**Exercise requirements**
Copy every line from the one containing "Please spot the mudflat" down to the end of the records, scaling each coordinate by 1.2 and rounding to whole numbers, with halves rounded up.

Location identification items
================

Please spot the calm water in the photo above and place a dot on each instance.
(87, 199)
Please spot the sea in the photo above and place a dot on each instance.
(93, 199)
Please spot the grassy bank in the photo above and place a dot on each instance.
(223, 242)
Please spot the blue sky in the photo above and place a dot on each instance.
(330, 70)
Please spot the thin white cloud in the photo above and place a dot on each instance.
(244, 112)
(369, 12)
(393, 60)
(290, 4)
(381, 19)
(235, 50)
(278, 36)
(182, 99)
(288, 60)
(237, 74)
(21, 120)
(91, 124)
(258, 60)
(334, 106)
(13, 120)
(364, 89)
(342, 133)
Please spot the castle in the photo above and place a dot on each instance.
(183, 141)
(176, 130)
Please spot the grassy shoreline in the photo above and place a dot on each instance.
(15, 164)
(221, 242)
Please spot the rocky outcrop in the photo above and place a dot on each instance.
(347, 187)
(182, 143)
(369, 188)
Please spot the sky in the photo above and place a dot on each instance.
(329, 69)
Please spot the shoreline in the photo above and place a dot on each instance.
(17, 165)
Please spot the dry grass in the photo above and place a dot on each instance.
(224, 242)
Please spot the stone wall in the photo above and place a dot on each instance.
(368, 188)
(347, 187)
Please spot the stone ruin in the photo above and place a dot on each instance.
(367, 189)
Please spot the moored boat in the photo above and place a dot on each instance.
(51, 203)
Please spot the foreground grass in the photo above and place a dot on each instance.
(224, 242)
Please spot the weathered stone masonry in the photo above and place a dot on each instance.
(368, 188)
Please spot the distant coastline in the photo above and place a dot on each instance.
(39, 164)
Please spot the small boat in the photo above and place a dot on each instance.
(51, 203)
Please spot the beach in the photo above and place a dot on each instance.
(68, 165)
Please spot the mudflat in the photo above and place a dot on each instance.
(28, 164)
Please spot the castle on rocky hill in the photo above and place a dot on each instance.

================

**Solved exercise**
Please spot the mudflat in the photo above and place a dot on each instance.
(34, 197)
Please spot the castle on rocky hill in the photo above and place a dot on each instance.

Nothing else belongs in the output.